ASSIGNMENT
The reply should return the data in full, exactly as written.

::: ENTRIES PROVIDED

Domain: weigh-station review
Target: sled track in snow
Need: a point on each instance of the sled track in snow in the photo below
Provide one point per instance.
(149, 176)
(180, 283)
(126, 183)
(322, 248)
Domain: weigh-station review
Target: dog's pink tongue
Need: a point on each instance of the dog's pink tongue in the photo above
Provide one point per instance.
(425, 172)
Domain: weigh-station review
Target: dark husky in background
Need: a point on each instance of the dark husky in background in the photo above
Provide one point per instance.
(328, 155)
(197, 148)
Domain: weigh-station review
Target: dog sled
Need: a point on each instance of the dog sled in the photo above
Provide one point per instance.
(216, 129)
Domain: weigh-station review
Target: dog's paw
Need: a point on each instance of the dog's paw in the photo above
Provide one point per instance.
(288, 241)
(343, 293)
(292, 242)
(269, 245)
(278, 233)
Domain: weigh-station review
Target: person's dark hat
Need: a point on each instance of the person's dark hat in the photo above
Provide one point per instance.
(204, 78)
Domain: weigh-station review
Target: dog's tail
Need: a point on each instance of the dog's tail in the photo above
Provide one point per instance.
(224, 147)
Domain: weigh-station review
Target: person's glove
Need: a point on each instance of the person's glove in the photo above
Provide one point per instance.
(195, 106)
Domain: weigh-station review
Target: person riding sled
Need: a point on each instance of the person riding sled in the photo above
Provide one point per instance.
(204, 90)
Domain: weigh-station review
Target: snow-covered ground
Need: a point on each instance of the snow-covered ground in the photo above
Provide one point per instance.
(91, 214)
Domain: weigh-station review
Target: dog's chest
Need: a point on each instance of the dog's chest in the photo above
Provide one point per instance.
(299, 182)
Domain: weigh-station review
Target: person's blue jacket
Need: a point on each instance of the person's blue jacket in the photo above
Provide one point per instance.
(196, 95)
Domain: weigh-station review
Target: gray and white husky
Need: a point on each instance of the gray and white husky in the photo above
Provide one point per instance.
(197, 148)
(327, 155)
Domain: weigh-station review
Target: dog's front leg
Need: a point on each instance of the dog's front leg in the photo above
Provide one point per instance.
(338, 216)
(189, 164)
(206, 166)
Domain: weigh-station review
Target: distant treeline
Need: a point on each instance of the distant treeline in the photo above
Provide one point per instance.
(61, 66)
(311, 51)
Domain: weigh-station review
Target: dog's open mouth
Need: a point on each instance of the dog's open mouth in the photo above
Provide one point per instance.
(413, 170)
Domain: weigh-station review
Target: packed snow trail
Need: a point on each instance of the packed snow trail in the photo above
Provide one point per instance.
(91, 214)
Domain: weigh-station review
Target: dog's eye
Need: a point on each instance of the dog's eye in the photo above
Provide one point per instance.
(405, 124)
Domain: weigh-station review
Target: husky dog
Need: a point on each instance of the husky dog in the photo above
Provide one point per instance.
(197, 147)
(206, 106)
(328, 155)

::::::

OUTPUT BELOW
Domain: weigh-station review
Target: sled track in snow
Need: a point on each instance of the sled track in snow in the photo below
Provide one point per instance.
(149, 176)
(180, 283)
(126, 183)
(322, 248)
Domain: weigh-station review
Target: dog's pink tongue
Need: a point on each instance of the dog's pink tongue in the photo above
Provide one point per instance.
(425, 172)
Domain: weigh-station review
Target: dark husky in background
Need: a point on each instance of the dark husky in background in the photo above
Provide one point per instance.
(328, 155)
(197, 148)
Domain: weigh-station review
Target: dog sled
Need: a point on each instance of the dog sled in the photo above
Provide one point per instance.
(216, 129)
Domain: weigh-station review
Target: dog's paw
Need: a point on each instance of the dog's paw in the photo above
Provide one point per instance.
(288, 241)
(343, 293)
(292, 242)
(269, 245)
(278, 233)
Domain: weigh-station review
Target: person's dark hat
Need: a point on each instance of the person's dark hat in the photo above
Provide one point per instance.
(204, 78)
Domain: weigh-station review
Target: dog's tail
Need: a point on each instance of the dog's tail in the photo above
Provide one point per instance.
(224, 147)
Domain: weigh-station review
Target: person's glove
Need: a point on each instance of the person's glove in the photo above
Provide one point per instance.
(195, 106)
Domain: weigh-station review
Target: person riding sled
Need: a point on each instance of the person riding sled in the photo above
Provide one point per instance.
(204, 90)
Domain: weigh-station review
Target: snow-covered ground
Need: a point on each instance of the snow-covered ground in the photo above
Provide one point per instance.
(91, 214)
Domain: weigh-station review
Target: dog's chest
Need: a point on each instance of the dog's chest in the photo above
Provide one point per instance.
(299, 182)
Domain: weigh-station review
Target: person's blue jacket
Need: a point on each instance of the person's blue jacket in the photo above
Provide one point per instance.
(196, 95)
Domain: weigh-station review
Target: gray and white husky
Need: a point on each instance of the gray and white husky in the photo above
Provide one point per instance.
(197, 148)
(327, 155)
Domain: weigh-station review
Target: dog's front leg
Need: a point on each instance of the dog's front leg in the photo above
Provide one point per instance.
(338, 216)
(189, 164)
(206, 166)
Domain: weigh-station review
Target: distant treeline
Need: a point on each instance of the distant treeline in the photo above
Provide one point per instance.
(61, 66)
(311, 51)
Domain: weigh-station review
Target: dog's open mouth
Need: a point on each instance of the dog's open mouth in the photo above
Provide one point per instance.
(413, 170)
Domain: weigh-station review
Target: packed snow trail
Need: a point on each instance of the packed snow trail in the photo above
Provide one point per instance.
(91, 214)
Domain: weigh-station review
Target: dog's eye
Need: a point on each instance of the dog's eye in the photo above
Provide one point per instance.
(405, 124)
Domain: weigh-station review
Target: husky dog
Need: a point on each instance of the husky dog in the photo above
Provide one point per instance.
(197, 147)
(206, 106)
(328, 155)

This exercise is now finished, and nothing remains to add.